== What to produce ==
Starting at the top of the entries, restate word for word each line up to and including the one with "Q: Point out every instance of the church spire".

[Natural language region descriptions]
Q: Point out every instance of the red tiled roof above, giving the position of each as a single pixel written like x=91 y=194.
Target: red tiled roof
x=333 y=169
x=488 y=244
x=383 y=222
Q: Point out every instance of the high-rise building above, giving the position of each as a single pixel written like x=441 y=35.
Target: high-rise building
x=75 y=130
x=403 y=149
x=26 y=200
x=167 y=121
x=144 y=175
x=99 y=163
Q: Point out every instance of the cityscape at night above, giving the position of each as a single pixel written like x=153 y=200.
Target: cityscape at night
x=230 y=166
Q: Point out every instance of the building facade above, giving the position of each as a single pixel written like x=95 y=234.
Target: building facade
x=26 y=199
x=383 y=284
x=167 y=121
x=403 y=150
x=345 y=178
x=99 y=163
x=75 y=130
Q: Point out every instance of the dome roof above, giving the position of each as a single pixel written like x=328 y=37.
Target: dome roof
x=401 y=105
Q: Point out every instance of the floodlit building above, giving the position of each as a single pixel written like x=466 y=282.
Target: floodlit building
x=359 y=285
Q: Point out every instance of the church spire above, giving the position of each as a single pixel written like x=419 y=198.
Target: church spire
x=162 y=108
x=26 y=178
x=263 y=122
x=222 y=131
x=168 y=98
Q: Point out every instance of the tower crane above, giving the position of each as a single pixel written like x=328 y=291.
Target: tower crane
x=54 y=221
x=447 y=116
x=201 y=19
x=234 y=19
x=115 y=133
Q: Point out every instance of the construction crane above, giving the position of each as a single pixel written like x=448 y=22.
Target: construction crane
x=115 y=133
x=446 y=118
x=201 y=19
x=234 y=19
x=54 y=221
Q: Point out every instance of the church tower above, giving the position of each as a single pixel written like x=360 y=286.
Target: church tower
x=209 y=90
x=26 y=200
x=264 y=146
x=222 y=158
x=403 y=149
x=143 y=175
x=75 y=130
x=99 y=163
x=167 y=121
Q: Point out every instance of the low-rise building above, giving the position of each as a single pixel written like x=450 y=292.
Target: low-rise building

== Solution for this problem ==
Q: Point out every instance of the red tiled roof above, giving the position of each as a single pixel written like x=91 y=194.
Target: red tiled roof
x=333 y=169
x=488 y=244
x=383 y=222
Q: Point out every instance of the high-rise building above, giving the position of each as a single pixel written like x=441 y=35.
Target: high-rise building
x=75 y=130
x=403 y=149
x=26 y=200
x=167 y=121
x=144 y=175
x=99 y=163
Q: Point out every instance of the cityscape at night above, giving the position of each as a single pixel written like x=153 y=200.
Target: cityscape at night
x=230 y=166
Q: Point out every instance of the building facade above, giving the position of each as a single pixel written like x=95 y=234.
Target: building facade
x=26 y=199
x=383 y=284
x=167 y=121
x=403 y=150
x=345 y=178
x=99 y=163
x=75 y=130
Q: Point out every instance of the dome roof above, giving the position of each as a single pixel written like x=328 y=37.
Target: dome roof
x=401 y=105
Q: Point out every instance of the floodlit building above, giving the position of each as a single pixel written like x=466 y=282.
Target: floodlit building
x=359 y=285
Q: Point out every instance of the church spire above, giving the position of each as a single pixel written like x=419 y=198.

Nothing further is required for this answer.